### What to do
Scan the entries line by line and return those with "boat".

%%

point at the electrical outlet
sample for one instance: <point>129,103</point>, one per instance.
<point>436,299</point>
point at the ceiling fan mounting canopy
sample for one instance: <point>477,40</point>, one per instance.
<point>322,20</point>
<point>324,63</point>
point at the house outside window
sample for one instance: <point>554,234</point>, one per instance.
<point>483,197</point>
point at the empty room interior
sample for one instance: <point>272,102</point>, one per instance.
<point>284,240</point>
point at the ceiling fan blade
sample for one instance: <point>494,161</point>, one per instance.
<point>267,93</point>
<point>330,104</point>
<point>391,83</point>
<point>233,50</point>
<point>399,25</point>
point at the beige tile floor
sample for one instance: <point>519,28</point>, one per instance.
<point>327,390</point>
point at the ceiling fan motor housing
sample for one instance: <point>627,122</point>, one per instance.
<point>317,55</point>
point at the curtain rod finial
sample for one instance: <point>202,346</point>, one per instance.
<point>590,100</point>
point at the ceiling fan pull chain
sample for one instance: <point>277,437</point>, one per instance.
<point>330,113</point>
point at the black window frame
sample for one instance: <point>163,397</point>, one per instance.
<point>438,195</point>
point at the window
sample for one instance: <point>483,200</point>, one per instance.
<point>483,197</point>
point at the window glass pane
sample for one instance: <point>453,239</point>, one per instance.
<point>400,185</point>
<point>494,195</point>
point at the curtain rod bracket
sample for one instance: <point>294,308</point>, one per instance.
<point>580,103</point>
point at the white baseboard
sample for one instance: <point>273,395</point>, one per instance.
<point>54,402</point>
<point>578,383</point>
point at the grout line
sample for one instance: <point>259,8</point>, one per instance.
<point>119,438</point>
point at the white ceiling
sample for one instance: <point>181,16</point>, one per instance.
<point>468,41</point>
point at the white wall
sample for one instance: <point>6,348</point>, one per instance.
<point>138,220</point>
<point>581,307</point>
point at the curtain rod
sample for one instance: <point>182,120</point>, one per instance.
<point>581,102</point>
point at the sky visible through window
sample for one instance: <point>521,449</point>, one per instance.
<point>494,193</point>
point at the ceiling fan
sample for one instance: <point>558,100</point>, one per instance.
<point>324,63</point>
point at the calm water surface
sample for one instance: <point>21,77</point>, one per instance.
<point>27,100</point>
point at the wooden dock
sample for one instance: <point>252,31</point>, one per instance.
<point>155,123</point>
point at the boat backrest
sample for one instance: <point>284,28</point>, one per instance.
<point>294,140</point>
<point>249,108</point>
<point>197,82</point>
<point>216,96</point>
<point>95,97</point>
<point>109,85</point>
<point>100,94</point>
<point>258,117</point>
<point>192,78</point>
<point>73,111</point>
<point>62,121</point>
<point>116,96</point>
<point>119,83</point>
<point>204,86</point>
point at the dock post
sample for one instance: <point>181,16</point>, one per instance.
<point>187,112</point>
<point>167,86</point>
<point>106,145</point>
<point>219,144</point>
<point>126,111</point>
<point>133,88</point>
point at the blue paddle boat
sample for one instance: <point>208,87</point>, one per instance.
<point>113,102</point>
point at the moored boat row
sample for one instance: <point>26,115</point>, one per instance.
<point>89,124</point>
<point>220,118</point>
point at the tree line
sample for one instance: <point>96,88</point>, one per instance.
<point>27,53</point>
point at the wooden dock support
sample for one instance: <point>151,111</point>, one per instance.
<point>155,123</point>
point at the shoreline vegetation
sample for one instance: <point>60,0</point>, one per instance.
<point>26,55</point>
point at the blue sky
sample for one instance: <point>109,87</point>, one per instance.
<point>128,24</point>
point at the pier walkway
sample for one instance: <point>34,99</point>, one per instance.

%%

### Result of this task
point at the boat backrest
point at the blue paddle boat
point at the moored boat row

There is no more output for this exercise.